* EXCERPTED PASSAGE *
For years and years, the Mac faithful have crowed about their technical superiority due to one major factor: the only competing consumer-grade operating system (Windows) had more security holes than a Swiss cheese factory. If you used a Mac, you were safe. Well … those days are over …
… in light of the Flashback malware, many are reconsidering that stance. Trend Micro, a long time developer of anti-virus and anti-malware software, put together a report of virus trends (PDF), and in it, they cite security firm Mitre, who claim that OS X had more reported vulnerabilities than anyone else. Welp!
Apple was said to have 91 reported vulnerabilities between January 2012 and March 2012. Granted, many of those vulnerabilities were isolated to a single program, Safari, and the vast majority of those vulnerabilities have been patched. But still, it just goes to show that OS X isn't as irreproachable as it may seem.
To be honest? Macs got sloppy. Virus creators go for what's hot, and for a long, long time the market share of Macs wasn't worth the amount of work needed to circumvent the security issues. Now? Macs are everywhere. Apple's the most valuable tech company in the world. Windows? Those guys are on the ropes. Virus creators can see the writing on the wall. Moreover, everybody at Apple's focused on the goose that laid the golden iPhone, so updates on Mac OS X may not have been as stringently examined. This stuff happens. This is what happens when you step up to the big leagues.
How Apple responds to this will show whether or not they're still the iconoclastic, hammer-tossing start up of Woz and Jobs, or if they've become the soulless corporate automatons they once struggled against, inspiring generations of people who might not have gotten into computers otherwise.

* GIVEN ENTRIES *
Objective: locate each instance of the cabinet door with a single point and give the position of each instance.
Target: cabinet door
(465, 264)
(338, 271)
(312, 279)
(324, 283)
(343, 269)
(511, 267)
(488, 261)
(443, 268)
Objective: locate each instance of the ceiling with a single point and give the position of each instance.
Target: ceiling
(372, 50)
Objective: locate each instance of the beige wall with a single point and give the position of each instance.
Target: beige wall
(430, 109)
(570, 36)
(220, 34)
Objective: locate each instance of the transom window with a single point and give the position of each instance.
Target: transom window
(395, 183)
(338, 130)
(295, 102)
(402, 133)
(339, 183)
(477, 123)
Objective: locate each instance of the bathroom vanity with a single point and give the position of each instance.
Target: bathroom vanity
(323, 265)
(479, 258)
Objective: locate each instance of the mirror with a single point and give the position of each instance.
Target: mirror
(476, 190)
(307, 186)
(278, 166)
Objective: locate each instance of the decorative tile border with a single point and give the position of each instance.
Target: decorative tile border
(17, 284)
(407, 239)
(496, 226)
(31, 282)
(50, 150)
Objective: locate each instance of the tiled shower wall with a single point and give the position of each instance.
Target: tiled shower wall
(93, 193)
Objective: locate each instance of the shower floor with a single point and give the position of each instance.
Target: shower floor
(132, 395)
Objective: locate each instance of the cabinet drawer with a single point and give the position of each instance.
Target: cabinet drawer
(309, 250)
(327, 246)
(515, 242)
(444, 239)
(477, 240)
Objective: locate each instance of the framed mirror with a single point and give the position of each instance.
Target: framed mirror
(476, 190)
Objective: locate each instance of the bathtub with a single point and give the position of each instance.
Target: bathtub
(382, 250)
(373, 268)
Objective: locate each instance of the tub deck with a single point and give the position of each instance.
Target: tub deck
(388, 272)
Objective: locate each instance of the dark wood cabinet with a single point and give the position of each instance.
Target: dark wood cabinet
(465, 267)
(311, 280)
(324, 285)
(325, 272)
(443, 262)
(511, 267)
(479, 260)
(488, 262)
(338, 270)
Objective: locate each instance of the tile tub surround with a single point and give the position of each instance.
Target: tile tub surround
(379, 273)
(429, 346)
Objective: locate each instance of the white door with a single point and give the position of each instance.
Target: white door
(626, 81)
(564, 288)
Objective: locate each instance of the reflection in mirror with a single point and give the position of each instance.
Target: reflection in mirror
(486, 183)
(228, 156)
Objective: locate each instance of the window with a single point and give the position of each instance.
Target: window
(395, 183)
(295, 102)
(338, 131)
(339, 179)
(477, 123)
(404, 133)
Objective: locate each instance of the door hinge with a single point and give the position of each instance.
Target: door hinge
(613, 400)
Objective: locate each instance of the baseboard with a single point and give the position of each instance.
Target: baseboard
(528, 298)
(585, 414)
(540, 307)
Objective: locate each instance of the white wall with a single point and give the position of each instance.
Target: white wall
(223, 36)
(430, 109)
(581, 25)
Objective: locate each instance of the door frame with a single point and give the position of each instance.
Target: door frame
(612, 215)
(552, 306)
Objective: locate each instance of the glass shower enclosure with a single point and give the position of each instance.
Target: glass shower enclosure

* TASKS TO COMPLETE *
A – In the article on Mac security:
(i) Which security firm does the Trend Micro report cite for the claim that OS X had more reported vulnerabilities than anyone else?
(ii) How many reported vulnerabilities was Apple said to have between January 2012 and March 2012?
(iii) In the final paragraph, whose start-up is Apple described as once having been?
B – Which companies or firms does the article on Mac security name?

* TASK SOLUTIONS *
A –
(i) Mitre
(ii) 91
(iii) Woz and Jobs

B – Trend Micro, Mitre, Apple